▼
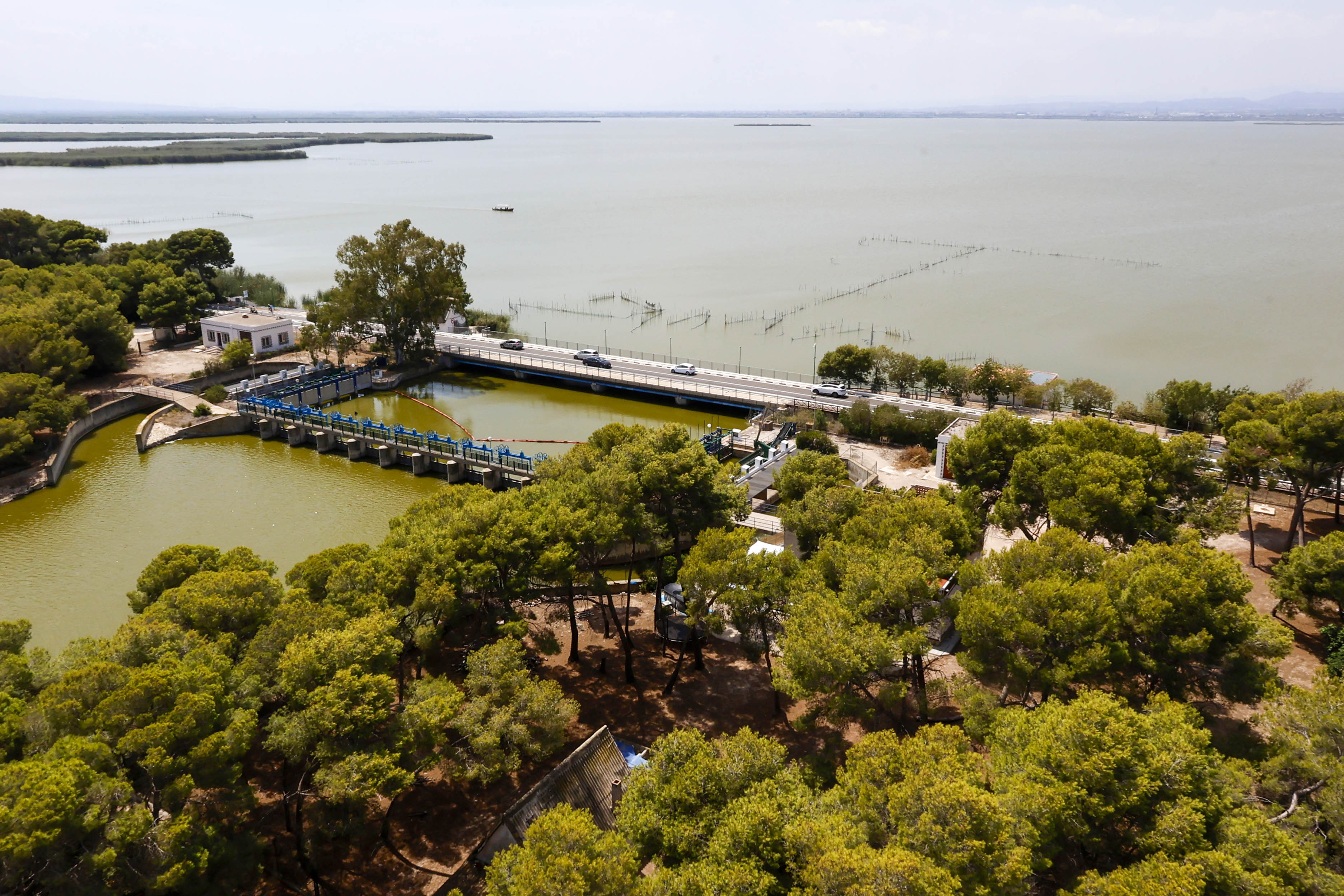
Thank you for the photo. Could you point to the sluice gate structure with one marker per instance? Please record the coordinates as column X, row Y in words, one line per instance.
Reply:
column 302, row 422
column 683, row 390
▲
▼
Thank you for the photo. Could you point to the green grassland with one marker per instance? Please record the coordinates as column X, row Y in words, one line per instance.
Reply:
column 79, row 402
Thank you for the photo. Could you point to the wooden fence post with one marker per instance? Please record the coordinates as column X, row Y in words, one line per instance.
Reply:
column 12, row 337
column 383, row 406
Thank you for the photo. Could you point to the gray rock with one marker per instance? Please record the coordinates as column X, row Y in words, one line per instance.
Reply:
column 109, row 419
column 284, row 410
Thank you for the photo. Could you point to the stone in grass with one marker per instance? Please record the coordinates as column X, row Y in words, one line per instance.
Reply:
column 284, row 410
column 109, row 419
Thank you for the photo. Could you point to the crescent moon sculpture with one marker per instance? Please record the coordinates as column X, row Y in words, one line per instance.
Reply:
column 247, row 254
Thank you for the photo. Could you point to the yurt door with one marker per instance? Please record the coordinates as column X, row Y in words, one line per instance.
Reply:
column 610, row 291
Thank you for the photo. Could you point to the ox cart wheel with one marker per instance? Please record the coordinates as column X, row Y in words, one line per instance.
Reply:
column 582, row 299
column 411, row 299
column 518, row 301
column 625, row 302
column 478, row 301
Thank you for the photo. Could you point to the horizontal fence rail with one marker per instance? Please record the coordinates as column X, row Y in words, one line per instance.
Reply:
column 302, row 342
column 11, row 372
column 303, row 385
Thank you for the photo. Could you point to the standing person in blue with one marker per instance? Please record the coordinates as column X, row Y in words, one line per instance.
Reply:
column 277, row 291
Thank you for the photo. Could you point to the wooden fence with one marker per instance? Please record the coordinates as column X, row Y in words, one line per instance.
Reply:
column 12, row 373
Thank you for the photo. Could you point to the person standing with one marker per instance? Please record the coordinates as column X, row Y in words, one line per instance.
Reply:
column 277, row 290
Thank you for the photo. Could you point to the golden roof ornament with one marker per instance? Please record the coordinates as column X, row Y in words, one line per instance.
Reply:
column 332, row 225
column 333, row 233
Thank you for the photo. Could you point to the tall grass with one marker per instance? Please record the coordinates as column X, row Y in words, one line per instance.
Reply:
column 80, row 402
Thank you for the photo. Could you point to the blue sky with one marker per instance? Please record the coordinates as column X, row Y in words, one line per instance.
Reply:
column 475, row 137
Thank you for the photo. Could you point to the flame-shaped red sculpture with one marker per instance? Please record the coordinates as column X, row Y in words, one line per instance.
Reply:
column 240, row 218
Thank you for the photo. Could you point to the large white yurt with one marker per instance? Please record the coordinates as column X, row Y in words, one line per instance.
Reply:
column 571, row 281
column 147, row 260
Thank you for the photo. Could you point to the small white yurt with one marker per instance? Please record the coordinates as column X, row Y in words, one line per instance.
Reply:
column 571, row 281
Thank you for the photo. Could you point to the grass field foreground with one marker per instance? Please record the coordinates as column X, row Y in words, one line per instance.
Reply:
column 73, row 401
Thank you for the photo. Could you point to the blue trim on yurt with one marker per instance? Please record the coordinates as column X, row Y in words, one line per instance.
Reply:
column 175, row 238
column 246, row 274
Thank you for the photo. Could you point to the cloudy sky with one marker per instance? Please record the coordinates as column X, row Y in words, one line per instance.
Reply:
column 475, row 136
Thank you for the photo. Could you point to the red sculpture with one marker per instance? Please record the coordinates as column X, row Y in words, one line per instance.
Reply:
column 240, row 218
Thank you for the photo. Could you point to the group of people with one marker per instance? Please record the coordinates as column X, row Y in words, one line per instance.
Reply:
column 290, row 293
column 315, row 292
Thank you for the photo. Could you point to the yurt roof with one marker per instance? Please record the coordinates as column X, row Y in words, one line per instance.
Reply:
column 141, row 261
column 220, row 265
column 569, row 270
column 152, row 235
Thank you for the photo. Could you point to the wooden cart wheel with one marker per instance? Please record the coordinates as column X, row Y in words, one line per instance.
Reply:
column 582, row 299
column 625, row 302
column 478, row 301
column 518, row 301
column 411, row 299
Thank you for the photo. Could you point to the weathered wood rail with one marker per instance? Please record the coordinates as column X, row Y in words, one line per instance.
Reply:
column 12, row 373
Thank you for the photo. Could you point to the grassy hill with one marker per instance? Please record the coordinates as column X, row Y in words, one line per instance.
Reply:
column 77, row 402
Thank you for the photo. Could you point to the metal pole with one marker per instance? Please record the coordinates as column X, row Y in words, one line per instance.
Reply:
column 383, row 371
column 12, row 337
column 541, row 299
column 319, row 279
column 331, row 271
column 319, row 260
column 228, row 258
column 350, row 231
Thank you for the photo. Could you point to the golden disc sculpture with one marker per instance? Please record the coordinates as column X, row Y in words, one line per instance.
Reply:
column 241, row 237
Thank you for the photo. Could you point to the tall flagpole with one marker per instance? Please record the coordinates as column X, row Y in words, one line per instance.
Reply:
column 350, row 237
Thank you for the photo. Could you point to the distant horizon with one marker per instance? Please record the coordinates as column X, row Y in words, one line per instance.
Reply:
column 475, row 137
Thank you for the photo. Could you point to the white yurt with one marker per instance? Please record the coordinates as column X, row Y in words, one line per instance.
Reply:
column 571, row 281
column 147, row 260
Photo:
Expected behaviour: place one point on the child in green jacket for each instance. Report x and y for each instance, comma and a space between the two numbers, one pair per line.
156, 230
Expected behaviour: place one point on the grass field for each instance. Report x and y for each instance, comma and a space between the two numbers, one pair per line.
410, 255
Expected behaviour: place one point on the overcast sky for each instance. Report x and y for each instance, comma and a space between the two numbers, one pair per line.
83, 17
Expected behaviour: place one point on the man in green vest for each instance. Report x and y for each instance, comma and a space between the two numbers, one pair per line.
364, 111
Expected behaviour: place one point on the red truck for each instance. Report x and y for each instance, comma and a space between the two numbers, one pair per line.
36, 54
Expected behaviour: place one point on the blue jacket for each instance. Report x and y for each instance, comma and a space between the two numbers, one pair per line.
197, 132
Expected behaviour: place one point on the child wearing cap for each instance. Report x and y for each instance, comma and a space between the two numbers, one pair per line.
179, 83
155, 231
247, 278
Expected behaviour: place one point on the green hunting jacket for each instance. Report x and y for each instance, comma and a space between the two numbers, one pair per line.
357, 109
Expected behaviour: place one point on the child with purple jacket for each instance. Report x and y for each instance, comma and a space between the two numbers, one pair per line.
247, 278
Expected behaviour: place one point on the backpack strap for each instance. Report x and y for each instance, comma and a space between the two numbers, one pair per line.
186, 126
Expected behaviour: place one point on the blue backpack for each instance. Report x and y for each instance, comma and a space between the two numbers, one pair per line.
▲
▼
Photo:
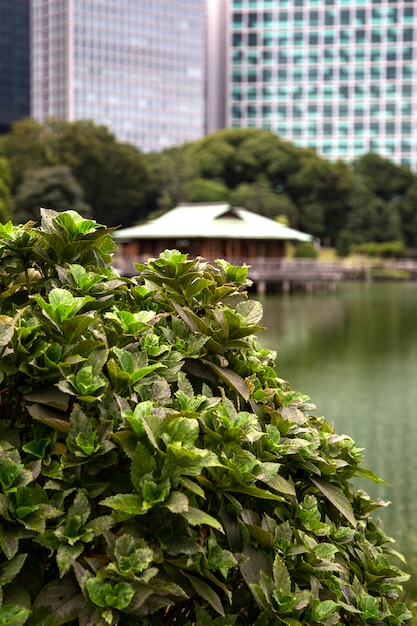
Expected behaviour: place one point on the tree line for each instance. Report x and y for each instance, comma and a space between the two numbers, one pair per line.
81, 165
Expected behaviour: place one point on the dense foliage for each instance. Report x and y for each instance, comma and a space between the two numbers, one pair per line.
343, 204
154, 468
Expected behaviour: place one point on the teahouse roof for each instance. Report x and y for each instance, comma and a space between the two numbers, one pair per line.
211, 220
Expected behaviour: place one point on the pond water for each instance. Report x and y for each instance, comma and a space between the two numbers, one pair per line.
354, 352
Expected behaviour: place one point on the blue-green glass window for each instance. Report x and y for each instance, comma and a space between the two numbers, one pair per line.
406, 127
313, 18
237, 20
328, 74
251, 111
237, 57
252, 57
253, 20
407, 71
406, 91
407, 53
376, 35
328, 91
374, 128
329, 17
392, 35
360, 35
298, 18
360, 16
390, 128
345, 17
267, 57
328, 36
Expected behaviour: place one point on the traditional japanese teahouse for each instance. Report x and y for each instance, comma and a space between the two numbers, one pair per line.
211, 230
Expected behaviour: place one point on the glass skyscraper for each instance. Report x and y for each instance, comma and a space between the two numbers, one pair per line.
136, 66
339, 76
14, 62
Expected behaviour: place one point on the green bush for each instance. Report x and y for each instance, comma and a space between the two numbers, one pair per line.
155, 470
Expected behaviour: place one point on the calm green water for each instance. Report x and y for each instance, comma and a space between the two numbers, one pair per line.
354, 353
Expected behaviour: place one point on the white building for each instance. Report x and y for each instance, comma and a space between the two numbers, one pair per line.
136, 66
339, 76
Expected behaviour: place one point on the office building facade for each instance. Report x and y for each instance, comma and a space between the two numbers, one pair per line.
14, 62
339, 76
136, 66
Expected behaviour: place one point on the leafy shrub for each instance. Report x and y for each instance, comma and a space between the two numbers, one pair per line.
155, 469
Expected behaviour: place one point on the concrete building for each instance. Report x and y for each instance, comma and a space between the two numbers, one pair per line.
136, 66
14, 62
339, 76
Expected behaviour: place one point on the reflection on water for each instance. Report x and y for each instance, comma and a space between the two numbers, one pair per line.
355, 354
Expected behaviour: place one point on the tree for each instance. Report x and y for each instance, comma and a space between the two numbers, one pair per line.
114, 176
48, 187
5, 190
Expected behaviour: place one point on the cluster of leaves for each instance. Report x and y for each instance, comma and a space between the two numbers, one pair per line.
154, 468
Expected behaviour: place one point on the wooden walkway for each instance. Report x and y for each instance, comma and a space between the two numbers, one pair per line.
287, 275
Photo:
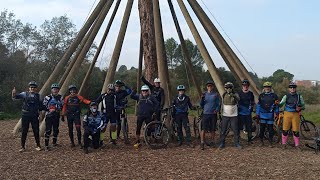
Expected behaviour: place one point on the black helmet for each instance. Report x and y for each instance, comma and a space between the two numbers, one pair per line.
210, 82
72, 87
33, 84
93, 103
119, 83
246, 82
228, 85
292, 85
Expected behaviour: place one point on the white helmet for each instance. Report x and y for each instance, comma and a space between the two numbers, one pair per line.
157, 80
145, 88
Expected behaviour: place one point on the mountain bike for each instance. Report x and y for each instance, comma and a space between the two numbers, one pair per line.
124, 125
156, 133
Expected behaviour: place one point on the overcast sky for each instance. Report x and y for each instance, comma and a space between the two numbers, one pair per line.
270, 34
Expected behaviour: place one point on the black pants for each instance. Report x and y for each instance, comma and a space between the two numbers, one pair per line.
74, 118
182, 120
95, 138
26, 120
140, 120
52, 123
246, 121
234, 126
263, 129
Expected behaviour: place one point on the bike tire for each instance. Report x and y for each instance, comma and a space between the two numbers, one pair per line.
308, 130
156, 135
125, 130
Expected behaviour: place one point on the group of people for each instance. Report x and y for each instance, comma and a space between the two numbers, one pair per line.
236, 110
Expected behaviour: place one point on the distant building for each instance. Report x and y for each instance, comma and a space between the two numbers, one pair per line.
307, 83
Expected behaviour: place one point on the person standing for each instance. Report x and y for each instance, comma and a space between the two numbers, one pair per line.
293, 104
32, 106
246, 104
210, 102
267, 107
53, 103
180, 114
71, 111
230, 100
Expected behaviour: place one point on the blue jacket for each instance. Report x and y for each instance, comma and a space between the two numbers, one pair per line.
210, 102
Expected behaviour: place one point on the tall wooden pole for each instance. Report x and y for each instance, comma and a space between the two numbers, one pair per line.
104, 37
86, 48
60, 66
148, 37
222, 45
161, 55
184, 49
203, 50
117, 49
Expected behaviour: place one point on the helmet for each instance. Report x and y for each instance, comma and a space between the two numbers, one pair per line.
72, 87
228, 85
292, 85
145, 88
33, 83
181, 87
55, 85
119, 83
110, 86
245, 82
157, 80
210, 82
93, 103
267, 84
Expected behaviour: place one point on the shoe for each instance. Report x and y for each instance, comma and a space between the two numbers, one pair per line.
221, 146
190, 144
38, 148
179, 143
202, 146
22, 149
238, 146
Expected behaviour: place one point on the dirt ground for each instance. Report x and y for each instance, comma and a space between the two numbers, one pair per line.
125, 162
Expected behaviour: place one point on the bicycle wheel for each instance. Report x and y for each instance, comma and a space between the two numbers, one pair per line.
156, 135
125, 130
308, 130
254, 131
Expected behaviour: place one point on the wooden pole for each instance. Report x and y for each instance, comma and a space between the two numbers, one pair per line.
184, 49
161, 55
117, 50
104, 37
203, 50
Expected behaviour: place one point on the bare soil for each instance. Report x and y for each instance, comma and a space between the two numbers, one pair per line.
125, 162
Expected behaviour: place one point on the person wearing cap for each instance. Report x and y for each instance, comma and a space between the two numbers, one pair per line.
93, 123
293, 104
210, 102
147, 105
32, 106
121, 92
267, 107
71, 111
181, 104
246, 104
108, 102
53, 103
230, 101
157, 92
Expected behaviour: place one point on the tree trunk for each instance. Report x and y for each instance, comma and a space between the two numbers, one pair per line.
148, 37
▲
*TASK ITEM*. Taking the entries above, write out exactly each line from the one holding "grass field foreground" to the one holding "the blue trim", both included, and stop there.

*YOUR RESPONSE*.
Thank you for the photo. Could you point to the grass field foreground with one marker per instance? Please record the coordinates as column X, row Y in words, one line per instance.
Reply:
column 73, row 401
Thank you for the photo. Could you point to the blue trim on yurt with one marker per instance? Please record the coordinates as column X, row Y in words, one line per instance.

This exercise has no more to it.